→ **AIM 1**: Pull every line from the records that contains the string "format", matching case exactly.

→ **TEXT**:
------------------------
WKVE (103.1 FM "KVE") is an Album Oriented Rock formatted broadcast radio station licensed to Mount Pleasant, Pennsylvania, serving Westmoreland County, Fayette County and Southwestern Pennsylvania in particular. WKVE is owned and operated by Broadcast Communications, Inc.

History
Formerly WANB-FM, the station had been simulcasting the broadcast day of sister station WANB. The station was previously licensed to Waynesburg, Pennsylvania, USA, and obtained a construction permit to change its community of license to Mount Pleasant, Pennsylvania, raise power, and move its tower to better serve southwestern Pennsylvania.

On March 9, 2009, the call letters were changed to WKVE.  One year later, on March 9, 2010, the station silenced its Waynesburg transmitter and began broadcasting from its new facilities, repeating a "loop" directing former WANB listeners to that station's other frequencies, 1210 AM and 105.1 FM, and announcing the current format which debuted on May 4, 2010 on 103.1.
------------------------
→ **AIM 2**: Can you copy the WKVE article word for word from "On March 9, 2009, the" to "2010 on 103.1."?
------------------------
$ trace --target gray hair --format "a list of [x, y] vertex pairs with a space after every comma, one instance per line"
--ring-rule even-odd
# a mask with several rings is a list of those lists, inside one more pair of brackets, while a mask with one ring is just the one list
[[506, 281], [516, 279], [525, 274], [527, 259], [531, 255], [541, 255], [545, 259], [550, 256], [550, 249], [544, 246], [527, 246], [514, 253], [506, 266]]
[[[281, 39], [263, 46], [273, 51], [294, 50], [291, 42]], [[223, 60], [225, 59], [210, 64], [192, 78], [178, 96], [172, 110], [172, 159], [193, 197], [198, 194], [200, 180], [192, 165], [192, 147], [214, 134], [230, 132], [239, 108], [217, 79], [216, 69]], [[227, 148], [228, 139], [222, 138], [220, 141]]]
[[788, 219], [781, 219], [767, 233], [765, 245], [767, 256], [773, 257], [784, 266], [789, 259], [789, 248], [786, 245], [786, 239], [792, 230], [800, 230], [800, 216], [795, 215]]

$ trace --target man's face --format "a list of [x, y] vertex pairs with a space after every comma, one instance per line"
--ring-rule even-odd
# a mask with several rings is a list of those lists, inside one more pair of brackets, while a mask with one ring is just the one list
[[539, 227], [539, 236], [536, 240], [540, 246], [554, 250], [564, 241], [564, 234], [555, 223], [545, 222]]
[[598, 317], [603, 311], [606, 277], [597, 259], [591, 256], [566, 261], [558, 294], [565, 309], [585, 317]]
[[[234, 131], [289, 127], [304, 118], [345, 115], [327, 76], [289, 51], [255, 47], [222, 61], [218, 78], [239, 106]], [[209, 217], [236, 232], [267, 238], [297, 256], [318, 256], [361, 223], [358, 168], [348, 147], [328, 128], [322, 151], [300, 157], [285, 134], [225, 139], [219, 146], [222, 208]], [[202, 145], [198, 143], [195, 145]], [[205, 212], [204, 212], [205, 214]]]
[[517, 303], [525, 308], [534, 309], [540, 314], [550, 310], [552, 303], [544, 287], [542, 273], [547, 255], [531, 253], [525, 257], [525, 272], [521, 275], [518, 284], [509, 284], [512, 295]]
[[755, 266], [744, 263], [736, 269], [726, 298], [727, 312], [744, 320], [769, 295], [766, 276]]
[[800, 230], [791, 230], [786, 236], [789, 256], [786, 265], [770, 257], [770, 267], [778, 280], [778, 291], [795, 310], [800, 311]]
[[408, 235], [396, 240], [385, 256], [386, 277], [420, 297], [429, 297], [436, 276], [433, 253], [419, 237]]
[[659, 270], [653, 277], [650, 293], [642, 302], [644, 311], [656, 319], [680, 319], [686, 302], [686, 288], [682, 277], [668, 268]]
------------------------
→ **FINAL RESULT 1**:
$ trace --target gray hair --format "a list of [x, y] vertex pairs with a space after every comma, one instance per line"
$ trace --target man's face --format "a list of [x, y] vertex pairs with a space after every comma, one instance per line"

→ **FINAL RESULT 2**:
On March 9, 2009, the call letters were changed to WKVE.  One year later, on March 9, 2010, the station silenced its Waynesburg transmitter and began broadcasting from its new facilities, repeating a "loop" directing former WANB listeners to that station's other frequencies, 1210 AM and 105.1 FM, and announcing the current format which debuted on May 4, 2010 on 103.1.